----- GIVEN DATA
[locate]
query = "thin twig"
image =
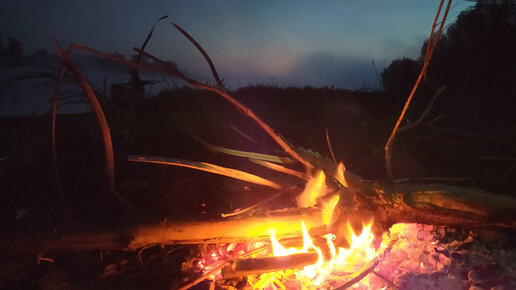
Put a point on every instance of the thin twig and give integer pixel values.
(425, 112)
(203, 52)
(388, 153)
(329, 146)
(101, 119)
(368, 268)
(54, 150)
(258, 204)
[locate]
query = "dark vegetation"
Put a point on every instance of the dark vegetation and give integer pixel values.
(468, 138)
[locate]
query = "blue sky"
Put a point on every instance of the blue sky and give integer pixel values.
(281, 42)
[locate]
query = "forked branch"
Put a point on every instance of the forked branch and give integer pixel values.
(432, 43)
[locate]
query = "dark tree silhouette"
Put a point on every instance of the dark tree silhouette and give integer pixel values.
(14, 49)
(400, 75)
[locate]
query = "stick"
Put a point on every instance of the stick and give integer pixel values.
(101, 119)
(133, 235)
(257, 266)
(433, 44)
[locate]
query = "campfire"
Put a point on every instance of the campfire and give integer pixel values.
(360, 260)
(328, 229)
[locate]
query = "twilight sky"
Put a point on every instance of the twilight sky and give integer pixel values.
(284, 42)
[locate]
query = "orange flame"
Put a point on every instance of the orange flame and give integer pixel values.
(314, 189)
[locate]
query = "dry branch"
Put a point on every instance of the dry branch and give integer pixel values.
(132, 235)
(435, 204)
(432, 43)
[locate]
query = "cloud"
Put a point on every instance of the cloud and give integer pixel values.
(323, 69)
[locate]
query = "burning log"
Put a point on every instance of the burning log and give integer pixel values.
(255, 266)
(138, 235)
(435, 204)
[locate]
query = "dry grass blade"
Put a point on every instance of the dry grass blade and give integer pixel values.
(329, 146)
(101, 119)
(242, 108)
(258, 204)
(280, 168)
(203, 166)
(240, 153)
(203, 52)
(169, 70)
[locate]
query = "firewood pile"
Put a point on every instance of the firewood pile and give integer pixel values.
(336, 230)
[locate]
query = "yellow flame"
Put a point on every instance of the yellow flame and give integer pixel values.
(328, 209)
(339, 174)
(314, 189)
(344, 260)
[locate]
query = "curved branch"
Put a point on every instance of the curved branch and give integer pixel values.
(203, 52)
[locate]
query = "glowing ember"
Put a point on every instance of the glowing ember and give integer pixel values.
(339, 174)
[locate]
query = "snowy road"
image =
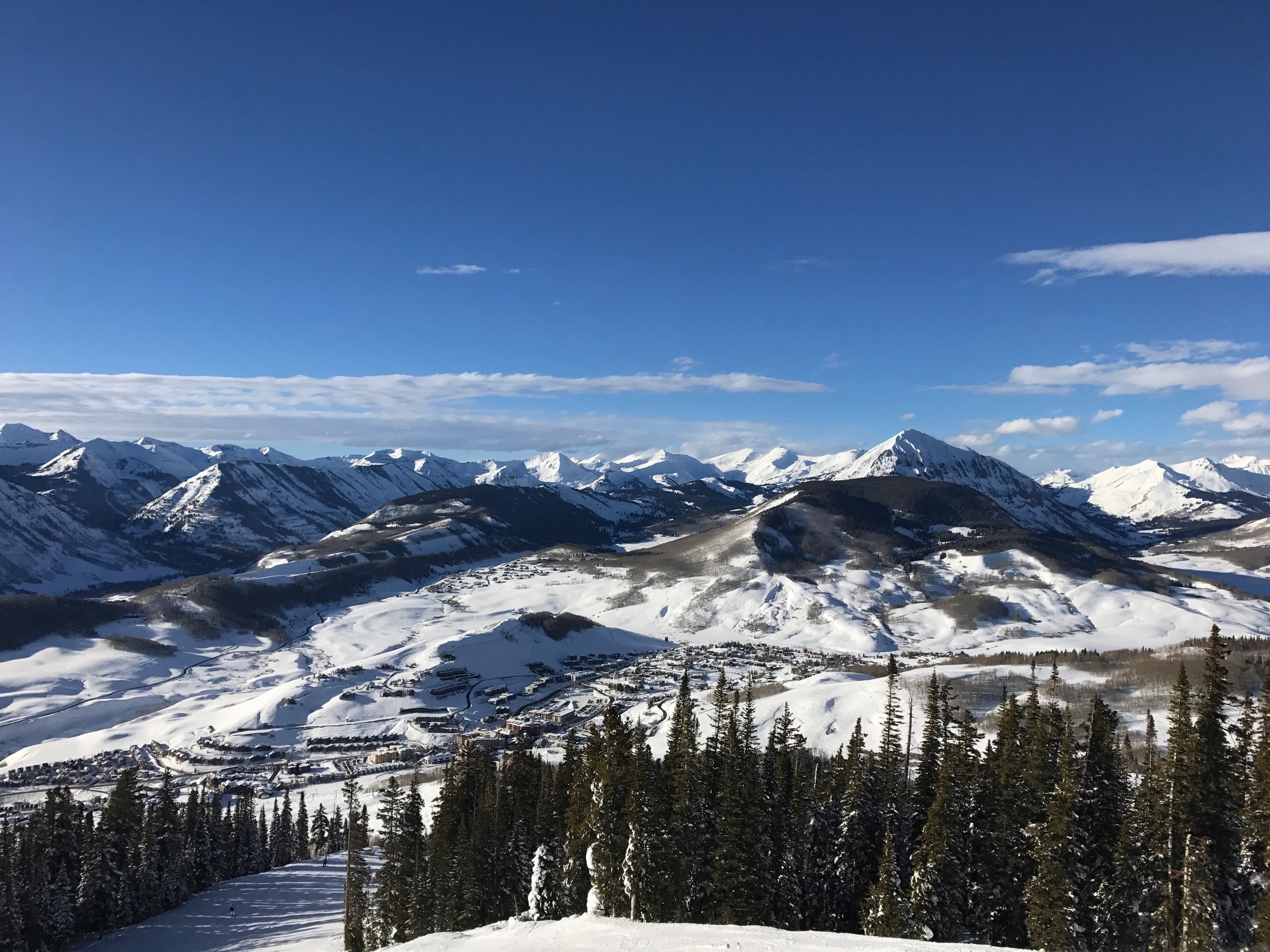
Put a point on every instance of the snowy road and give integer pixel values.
----------
* _WHAT TO PRODUCE_: Text only, pictures out: give every record again as written.

* _ANSWER FOR THE TASK_:
[locate]
query = "thin twig"
image =
Put a point on every instance of the thin twig and give integer pixel values.
(425, 112)
(203, 52)
(388, 153)
(329, 146)
(101, 119)
(368, 268)
(54, 150)
(258, 204)
[locate]
query = "dark vegetation"
Put a point on every instance of the dark vegetation and give integer pixel values.
(468, 138)
[locate]
query = "blue sky"
Put a point on every instance of the blue sky and give integer pixel values.
(281, 42)
[locate]
query = "forked branch"
Put a point on every instance of the forked branch and give integer pixel values.
(432, 43)
[locate]
query = "dark tree silhouette"
Put a point on every instance of the dark tree silhouette and give integer pixel values.
(14, 49)
(400, 75)
[locate]
query = "stick"
Put a point on every instance of the stick and give integer pixel values.
(101, 119)
(133, 235)
(257, 266)
(433, 44)
[locate]
query = "campfire"
Put a point on every instance of the campfire and give integer pixel values.
(360, 260)
(328, 229)
[locate]
query = "twilight sky"
Put a point on every instance of the twilight sky and give integer pixel values.
(284, 42)
[locate]
query = "orange flame"
Put a point on every instance of the orange flame and give integer pixel values.
(314, 189)
[locate]
query = "dry branch"
Put a point on every instance of the dry branch and give integer pixel values.
(132, 235)
(435, 204)
(432, 43)
[locate]
query = "cloud"
Put a point on every instance of the cloud and give integer pixel values.
(323, 69)
[locate]
query = "burning log"
Put a point on every instance of the burning log and give integer pixel values.
(255, 266)
(138, 235)
(435, 204)
[locate]
query = "dry grass blade"
Put a point on every instance of the dry grass blade and give integer pixel values.
(329, 146)
(101, 119)
(242, 108)
(258, 204)
(280, 168)
(203, 166)
(240, 153)
(203, 52)
(169, 70)
[locate]
query = "firewood pile"
Put a point on every instance of the firewood pile and give integer pixel values.
(336, 230)
[locate]
query = "yellow flame"
Put a point on every instance of the yellow flame and give integer pixel values.
(328, 209)
(339, 174)
(314, 189)
(344, 260)
[locate]
query = "curved branch"
Put a point on every instance of the curved branch and give integer pixel values.
(203, 52)
[locate]
query = "glowing ember"
Put a point on every instance of the glowing ember and give integer pixel values.
(339, 174)
[locate]
query = "snowy road"
image =
Put a point on every instance of the snowy road and give integer pixel values.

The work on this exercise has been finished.